:: Selected excerpt ::

More info here: http://store.apple.com/Catalog/US/Images/promobar_leopard_utd.html


----------



## bbloke (Oct 16, 2007)

WinWord10 said:


> Apple launched a $9.95 update program today. If you bought your Mac after October 1st, 2007, you most likely qualify.
> 
> 
> 
> More info here: http://store.apple.com/Catalog/US/Images/promobar_leopard_utd.html


Oooh, deja vu.........    



hawki18, the page with more details about the Up-to-Date program is: http://www.apple.com/macosx/uptodate/

Looks like you're in luck!


----------



## fryke (Oct 16, 2007)

Depends on whether "just bought" means "yesterday" or "last month".


----------



## bbloke (Oct 16, 2007)

fryke said:


> Depends on whether "just bought" means "yesterday" or "last month".


hawki18 said he bought it "this last weekend" and his post was dated October 9th, so I'm assuming he made his purchase on October 6th or 7th.


----------



## fryke (Oct 16, 2007)

oh, yeah, i seem to have stopped reading after "just bought". sorry.


----------



## baba (Oct 16, 2007)

arrrrggghh!!! I bought a new MacBook on the 17th of September. I would have hoped they would have a 60-90 day free upgrade. 25 days!! LAME!!

:::
:: Data ::

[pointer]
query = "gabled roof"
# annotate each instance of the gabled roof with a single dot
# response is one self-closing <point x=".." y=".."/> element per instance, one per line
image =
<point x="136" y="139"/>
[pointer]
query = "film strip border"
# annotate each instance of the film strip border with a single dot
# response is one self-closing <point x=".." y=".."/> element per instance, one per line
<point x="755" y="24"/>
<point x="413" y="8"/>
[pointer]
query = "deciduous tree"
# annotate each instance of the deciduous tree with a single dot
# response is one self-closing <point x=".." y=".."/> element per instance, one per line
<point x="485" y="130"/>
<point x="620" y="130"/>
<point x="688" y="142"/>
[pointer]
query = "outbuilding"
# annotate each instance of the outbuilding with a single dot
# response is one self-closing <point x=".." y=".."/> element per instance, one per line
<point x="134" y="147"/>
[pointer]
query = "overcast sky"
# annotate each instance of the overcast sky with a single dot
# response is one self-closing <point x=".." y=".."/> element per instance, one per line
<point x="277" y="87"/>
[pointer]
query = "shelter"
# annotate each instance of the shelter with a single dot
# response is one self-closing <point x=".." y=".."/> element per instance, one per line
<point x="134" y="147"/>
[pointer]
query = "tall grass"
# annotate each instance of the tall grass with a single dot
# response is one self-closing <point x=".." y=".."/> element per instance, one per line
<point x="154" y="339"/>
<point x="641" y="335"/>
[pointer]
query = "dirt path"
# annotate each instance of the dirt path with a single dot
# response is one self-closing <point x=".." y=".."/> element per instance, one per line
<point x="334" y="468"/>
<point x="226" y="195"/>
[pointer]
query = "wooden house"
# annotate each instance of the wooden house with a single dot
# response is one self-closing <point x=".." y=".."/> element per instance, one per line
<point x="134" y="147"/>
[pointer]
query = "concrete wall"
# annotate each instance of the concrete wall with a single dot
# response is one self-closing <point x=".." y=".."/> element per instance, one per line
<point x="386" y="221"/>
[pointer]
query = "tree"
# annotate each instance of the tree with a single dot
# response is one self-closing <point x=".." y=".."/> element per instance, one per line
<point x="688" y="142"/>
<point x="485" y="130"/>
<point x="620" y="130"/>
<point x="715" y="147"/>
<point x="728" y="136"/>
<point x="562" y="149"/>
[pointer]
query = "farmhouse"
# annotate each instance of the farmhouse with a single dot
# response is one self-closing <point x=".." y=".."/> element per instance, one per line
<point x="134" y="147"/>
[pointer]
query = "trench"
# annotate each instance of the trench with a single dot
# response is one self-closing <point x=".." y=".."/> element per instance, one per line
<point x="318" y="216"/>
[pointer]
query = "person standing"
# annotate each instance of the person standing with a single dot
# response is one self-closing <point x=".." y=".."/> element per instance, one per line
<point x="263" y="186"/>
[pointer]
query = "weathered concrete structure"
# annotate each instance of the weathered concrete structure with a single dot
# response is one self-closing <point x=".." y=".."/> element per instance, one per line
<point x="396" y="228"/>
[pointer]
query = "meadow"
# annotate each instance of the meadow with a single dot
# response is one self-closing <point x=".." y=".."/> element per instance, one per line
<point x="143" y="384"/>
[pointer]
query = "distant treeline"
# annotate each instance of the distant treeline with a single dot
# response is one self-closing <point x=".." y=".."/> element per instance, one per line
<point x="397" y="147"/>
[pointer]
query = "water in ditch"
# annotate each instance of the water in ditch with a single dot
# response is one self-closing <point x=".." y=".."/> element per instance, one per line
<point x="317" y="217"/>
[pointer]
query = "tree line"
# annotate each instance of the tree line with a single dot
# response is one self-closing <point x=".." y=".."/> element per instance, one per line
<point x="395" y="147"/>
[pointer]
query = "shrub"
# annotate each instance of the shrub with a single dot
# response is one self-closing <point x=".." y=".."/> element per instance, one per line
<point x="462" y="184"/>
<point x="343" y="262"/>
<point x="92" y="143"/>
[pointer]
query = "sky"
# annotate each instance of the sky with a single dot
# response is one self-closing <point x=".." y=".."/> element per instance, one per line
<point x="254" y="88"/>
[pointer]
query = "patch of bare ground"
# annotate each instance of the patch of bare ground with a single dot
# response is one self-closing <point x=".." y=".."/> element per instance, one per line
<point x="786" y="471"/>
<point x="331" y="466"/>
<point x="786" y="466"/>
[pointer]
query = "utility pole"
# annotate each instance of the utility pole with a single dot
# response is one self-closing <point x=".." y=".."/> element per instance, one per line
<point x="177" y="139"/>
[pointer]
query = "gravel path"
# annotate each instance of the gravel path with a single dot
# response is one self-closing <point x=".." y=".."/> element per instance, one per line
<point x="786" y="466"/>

:::

* [Exercise 1]: In the forum thread on Apple's update program, switch "MacBook" to "iMac" and give the passage between "## baba (Oct" and "25 days!! LAME!!", inclusive.
* [Exercise 2]:
Answer these questions from the forum thread on Apple's update program:
(a) What price did Apple charge for the update program it launched?
(b) According to bbloke, on what date was hawki18's post dated?
(c) On what date did baba buy a new MacBook?

* [Response 1]:
## baba (Oct 16, 2007)

arrrrggghh!!! I bought a new iMac on the 17th of September. I would have hoped they would have a 60-90 day free upgrade. 25 days!! LAME!!

* [Response 2]:
(a) $9.95
(b) October 9th
(c) The 17th of September